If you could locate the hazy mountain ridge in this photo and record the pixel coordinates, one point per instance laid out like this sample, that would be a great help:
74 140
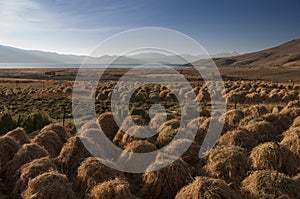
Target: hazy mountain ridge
287 54
16 55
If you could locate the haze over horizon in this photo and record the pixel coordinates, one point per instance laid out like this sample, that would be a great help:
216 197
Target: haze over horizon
76 27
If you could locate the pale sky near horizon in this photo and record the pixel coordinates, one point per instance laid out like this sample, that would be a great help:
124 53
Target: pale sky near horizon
77 26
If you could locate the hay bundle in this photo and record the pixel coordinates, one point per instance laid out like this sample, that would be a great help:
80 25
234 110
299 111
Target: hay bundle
293 104
26 154
48 186
50 141
159 119
292 113
297 177
32 170
249 120
267 184
165 135
59 130
203 96
167 132
165 182
137 146
92 172
256 111
140 146
252 98
279 121
191 156
127 138
127 123
296 122
19 135
291 140
8 148
272 156
196 123
263 131
108 125
240 138
112 189
71 155
207 188
233 117
230 163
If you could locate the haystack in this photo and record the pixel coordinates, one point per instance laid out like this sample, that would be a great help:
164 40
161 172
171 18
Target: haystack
293 104
267 156
249 120
127 138
296 122
92 172
8 148
272 156
50 141
279 121
59 130
165 182
297 177
26 154
140 146
207 188
31 170
112 189
291 113
190 156
267 184
167 132
233 117
240 138
48 186
159 119
229 163
137 146
108 125
19 135
71 155
291 140
127 123
256 110
263 131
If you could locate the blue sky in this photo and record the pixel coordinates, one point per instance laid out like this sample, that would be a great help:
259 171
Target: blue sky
76 27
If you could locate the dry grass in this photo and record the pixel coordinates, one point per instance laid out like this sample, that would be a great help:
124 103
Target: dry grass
71 155
267 184
239 138
8 148
108 125
49 185
59 130
50 141
112 189
19 135
92 172
263 131
26 154
165 182
291 140
208 188
31 170
230 163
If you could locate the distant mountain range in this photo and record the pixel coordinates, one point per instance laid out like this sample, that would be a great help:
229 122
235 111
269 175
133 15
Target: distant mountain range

****************

## What to produce
Render every line of the entries above as a JSON list of strings, one string per line, omitting blank lines and excluding the pictures.

## Response to this task
[
  "If you could locate the hazy mountain ridge in this photo and record the pixel coordinates, one point per instance laid out like this sample, that would be a great help:",
  "74 140",
  "Target: hazy mountain ridge",
  "287 54",
  "16 55",
  "If you could locate the haze over horizon in this photo and record the pixel coordinates, one point per instance laid out like this sample, that would be a great help:",
  "216 197",
  "Target: haze over horizon",
  "76 27",
  "If you could locate the pale sky near horizon in this photo and record the pixel coordinates, one point per instance laid out like this sample, that would be a great help:",
  "124 53",
  "Target: pale sky near horizon",
  "77 26",
  "If you could locate the hay bundle in this photo and record the pixel coordinates, one point per instance laid out like this sample, that would be a great help:",
  "80 25",
  "234 110",
  "299 111",
  "Target: hay bundle",
  "293 104",
  "26 154",
  "48 186",
  "50 141",
  "159 119",
  "292 113",
  "297 177",
  "32 170",
  "249 120",
  "267 184",
  "165 135",
  "59 130",
  "203 96",
  "167 132",
  "165 182",
  "137 146",
  "92 172",
  "256 111",
  "140 146",
  "252 98",
  "279 121",
  "191 156",
  "127 138",
  "127 123",
  "296 122",
  "19 135",
  "291 140",
  "8 148",
  "272 156",
  "196 123",
  "263 131",
  "108 125",
  "240 138",
  "112 189",
  "71 155",
  "207 188",
  "233 117",
  "230 163",
  "If you could locate the haystack in this photo and record the pixel coordinates, one point per instance laid out like this sample, that would be a great help:",
  "164 40",
  "161 172",
  "171 18",
  "Target: haystack",
  "293 104",
  "267 156",
  "249 120",
  "127 138",
  "296 122",
  "92 172",
  "8 148",
  "272 156",
  "50 141",
  "279 121",
  "59 130",
  "165 182",
  "297 177",
  "26 154",
  "140 146",
  "207 188",
  "31 170",
  "112 189",
  "291 113",
  "190 156",
  "267 184",
  "167 132",
  "233 117",
  "240 138",
  "48 186",
  "159 119",
  "229 163",
  "137 146",
  "108 125",
  "19 135",
  "71 155",
  "291 140",
  "127 123",
  "256 110",
  "263 131",
  "If you could locate the blue sky in this photo and record the pixel coordinates, one point per instance laid out like this sample, that would be a great help:",
  "259 171",
  "Target: blue sky",
  "76 27",
  "If you could locate the dry grass in this photo and record the pixel coordinates, one point per instance laid out like this sample, that would be a great help:",
  "124 103",
  "Target: dry grass",
  "71 155",
  "267 184",
  "239 138",
  "8 148",
  "108 125",
  "49 185",
  "59 130",
  "50 141",
  "112 189",
  "19 135",
  "92 172",
  "263 131",
  "26 154",
  "165 182",
  "291 140",
  "208 188",
  "31 170",
  "230 163",
  "If you could locate the distant mountain range in this photo and record the pixel coordinates, one point per instance laid out like this sample, that would be a great help:",
  "229 122",
  "235 111",
  "269 175",
  "133 15",
  "Target: distant mountain range"
]